待完成任务 >> 统计下面的材料中有多少行包含字符串“pile”，区分大小写，只需给出行数。
-------- 所列材料 --------
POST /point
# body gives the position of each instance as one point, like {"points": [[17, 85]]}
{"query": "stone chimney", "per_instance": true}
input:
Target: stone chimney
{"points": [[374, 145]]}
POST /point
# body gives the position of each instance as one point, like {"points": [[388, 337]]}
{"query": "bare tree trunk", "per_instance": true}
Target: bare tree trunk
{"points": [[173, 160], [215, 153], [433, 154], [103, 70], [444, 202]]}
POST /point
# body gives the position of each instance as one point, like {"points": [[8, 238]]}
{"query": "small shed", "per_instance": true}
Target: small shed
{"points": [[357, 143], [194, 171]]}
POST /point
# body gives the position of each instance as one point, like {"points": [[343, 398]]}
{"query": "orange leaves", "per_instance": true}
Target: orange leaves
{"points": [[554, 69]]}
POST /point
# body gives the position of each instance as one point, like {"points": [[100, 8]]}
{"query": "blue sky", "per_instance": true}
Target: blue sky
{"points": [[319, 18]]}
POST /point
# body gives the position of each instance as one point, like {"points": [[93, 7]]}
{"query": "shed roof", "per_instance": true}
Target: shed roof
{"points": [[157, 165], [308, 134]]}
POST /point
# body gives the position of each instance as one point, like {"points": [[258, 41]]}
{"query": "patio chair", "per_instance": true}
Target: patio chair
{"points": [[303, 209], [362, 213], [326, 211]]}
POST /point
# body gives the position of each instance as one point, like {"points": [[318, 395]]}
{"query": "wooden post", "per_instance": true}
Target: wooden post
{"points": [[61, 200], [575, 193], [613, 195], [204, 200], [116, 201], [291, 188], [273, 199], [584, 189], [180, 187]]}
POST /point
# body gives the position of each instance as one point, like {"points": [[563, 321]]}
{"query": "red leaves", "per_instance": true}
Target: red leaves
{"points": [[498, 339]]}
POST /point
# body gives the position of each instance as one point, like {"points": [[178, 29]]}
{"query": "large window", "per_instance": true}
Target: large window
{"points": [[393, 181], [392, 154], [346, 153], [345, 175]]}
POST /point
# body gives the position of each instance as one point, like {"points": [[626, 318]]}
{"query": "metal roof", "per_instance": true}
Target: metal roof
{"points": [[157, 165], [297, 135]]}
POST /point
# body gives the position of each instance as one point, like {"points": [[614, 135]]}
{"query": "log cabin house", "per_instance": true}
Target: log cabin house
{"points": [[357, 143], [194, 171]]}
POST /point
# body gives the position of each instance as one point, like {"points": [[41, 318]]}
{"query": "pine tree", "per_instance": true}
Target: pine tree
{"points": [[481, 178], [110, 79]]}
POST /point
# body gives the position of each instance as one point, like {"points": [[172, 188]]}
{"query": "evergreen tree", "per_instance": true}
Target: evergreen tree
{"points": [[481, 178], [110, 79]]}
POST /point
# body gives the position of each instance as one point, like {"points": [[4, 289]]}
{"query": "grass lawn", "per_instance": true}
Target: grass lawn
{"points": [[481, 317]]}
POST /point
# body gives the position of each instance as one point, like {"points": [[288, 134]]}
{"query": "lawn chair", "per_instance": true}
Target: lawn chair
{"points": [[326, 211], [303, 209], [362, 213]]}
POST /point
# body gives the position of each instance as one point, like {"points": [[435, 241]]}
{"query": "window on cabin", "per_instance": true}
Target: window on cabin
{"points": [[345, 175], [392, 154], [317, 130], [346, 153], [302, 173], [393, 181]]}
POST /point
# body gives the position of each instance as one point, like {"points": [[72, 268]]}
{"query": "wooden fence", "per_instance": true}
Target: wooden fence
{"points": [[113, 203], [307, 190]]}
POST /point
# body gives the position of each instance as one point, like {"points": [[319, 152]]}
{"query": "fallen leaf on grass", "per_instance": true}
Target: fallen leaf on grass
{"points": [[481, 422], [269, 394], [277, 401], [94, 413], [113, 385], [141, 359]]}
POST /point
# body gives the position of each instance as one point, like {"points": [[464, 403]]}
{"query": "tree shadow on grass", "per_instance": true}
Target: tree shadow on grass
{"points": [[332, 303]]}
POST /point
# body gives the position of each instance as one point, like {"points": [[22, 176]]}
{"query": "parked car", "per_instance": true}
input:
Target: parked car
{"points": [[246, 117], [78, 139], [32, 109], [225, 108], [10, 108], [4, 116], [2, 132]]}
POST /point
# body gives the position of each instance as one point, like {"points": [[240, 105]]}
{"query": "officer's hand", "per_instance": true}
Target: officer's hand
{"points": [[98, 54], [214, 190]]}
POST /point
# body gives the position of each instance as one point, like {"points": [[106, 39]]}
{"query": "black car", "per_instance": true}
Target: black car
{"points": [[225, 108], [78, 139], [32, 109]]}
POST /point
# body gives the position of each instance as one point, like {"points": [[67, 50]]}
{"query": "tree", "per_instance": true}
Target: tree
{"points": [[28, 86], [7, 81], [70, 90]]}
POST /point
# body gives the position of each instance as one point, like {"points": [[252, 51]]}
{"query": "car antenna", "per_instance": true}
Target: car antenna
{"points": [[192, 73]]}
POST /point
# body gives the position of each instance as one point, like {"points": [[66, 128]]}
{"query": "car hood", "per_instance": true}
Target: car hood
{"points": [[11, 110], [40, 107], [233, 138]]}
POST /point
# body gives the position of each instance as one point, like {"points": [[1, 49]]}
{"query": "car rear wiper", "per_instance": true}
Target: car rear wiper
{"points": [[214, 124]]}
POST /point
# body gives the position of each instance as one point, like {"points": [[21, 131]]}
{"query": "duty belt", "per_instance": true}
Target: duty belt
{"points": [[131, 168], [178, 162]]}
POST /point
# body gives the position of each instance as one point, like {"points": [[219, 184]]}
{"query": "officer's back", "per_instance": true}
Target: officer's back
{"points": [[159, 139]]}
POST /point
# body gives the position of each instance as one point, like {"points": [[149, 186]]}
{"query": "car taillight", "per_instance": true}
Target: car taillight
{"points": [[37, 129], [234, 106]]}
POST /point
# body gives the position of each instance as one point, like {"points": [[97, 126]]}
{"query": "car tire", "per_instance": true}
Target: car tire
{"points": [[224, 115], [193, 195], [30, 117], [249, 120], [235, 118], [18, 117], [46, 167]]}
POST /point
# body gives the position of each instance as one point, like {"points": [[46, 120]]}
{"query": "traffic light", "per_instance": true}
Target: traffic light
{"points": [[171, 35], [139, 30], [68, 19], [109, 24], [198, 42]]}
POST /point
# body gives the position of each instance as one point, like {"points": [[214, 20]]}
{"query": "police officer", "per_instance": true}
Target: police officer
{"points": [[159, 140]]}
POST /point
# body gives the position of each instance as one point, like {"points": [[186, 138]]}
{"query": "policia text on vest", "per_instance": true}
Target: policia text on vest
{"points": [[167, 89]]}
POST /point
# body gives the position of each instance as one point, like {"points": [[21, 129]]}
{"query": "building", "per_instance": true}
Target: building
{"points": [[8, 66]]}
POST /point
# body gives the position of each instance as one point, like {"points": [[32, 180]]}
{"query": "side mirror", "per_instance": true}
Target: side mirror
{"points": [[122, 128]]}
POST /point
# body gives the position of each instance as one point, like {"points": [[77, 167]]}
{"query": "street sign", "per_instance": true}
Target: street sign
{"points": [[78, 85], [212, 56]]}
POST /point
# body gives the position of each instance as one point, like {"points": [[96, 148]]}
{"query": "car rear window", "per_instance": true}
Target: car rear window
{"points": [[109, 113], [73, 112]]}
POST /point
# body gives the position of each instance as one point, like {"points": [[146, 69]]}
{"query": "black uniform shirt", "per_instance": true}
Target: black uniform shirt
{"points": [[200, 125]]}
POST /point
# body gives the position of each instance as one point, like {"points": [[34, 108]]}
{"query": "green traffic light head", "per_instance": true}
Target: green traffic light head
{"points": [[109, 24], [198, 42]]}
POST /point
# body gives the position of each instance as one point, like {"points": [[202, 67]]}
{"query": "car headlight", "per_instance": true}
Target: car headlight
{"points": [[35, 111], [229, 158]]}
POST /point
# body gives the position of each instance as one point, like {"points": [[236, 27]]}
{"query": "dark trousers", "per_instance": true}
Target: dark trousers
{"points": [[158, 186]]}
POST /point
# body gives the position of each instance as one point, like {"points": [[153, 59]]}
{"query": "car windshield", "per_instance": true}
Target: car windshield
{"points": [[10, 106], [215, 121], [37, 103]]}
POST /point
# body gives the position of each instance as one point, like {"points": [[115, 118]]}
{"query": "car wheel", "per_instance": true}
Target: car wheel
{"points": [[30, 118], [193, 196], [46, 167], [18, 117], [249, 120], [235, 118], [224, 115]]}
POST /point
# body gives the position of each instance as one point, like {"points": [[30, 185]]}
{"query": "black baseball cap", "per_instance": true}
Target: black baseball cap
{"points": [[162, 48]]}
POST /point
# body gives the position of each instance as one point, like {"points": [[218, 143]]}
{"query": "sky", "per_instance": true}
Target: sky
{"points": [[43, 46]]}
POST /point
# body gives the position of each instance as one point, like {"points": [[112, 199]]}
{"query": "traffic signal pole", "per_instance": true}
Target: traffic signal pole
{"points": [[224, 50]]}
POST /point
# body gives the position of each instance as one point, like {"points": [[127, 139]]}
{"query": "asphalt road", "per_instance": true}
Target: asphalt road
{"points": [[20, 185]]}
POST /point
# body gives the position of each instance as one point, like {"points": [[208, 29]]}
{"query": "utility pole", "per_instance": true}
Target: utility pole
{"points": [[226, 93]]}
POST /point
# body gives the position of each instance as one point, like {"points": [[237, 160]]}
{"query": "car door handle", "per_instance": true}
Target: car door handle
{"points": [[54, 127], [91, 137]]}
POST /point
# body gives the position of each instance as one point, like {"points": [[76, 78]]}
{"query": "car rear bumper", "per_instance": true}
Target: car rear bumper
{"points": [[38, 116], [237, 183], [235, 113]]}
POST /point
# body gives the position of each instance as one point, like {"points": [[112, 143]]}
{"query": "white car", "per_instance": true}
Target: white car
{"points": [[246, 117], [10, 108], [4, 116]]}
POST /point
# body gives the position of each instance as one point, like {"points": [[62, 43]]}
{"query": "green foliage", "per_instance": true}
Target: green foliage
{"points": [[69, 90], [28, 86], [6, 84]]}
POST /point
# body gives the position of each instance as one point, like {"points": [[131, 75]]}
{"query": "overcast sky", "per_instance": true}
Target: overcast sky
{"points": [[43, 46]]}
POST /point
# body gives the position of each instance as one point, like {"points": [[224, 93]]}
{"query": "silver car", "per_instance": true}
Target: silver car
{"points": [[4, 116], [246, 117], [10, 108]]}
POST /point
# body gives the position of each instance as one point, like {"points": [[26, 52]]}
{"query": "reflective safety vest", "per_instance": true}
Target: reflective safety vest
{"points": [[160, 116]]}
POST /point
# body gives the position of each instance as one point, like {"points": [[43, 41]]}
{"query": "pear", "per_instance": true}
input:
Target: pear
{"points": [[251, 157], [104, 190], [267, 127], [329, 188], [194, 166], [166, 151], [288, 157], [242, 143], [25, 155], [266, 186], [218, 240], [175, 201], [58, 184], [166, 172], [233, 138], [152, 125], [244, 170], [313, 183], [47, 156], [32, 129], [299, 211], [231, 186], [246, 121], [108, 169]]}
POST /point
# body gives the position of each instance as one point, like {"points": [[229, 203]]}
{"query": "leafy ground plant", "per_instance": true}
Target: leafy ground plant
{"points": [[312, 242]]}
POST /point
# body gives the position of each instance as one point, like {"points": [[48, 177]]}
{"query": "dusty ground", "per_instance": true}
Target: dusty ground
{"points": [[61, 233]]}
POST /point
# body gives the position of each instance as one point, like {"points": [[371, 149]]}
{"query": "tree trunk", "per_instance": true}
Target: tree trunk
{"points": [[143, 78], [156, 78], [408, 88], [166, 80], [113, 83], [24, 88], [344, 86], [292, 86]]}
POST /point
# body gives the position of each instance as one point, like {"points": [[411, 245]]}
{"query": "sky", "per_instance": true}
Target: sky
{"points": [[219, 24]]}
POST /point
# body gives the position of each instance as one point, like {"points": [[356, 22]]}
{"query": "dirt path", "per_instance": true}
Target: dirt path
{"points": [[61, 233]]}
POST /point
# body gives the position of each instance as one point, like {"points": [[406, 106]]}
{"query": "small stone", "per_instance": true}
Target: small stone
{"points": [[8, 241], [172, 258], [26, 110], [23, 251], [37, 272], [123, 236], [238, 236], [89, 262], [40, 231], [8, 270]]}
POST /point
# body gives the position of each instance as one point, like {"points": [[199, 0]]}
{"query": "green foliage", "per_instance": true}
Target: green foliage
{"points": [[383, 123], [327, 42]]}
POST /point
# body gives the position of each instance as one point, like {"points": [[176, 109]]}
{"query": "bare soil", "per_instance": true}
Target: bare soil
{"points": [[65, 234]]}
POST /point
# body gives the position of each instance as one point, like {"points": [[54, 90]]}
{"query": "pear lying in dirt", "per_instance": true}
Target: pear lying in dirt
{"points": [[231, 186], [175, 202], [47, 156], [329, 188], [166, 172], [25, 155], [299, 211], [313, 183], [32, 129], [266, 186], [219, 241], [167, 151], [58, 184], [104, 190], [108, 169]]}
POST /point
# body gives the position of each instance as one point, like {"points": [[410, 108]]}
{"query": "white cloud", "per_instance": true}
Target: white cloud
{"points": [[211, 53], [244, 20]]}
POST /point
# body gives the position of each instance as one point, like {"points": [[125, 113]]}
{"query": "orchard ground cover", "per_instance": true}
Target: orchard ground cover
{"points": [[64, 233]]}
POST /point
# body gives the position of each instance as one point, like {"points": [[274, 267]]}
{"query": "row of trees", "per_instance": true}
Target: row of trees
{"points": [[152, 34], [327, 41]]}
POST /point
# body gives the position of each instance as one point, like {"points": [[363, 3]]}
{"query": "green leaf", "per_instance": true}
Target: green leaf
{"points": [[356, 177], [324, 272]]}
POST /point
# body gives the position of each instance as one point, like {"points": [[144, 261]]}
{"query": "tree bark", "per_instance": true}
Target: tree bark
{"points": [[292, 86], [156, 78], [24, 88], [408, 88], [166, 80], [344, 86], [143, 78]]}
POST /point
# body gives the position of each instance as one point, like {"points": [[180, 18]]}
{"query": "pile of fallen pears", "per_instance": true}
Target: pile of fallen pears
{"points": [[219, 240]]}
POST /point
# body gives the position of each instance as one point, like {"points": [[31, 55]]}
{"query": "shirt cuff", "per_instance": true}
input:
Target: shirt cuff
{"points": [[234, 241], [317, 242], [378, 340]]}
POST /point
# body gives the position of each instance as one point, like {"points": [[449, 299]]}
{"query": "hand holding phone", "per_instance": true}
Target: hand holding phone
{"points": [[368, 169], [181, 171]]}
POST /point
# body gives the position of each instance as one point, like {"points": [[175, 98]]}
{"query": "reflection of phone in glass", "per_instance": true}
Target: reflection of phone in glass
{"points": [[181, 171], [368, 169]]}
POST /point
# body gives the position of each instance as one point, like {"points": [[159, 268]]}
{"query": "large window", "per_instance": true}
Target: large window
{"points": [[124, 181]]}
--------
本题解答 >> 2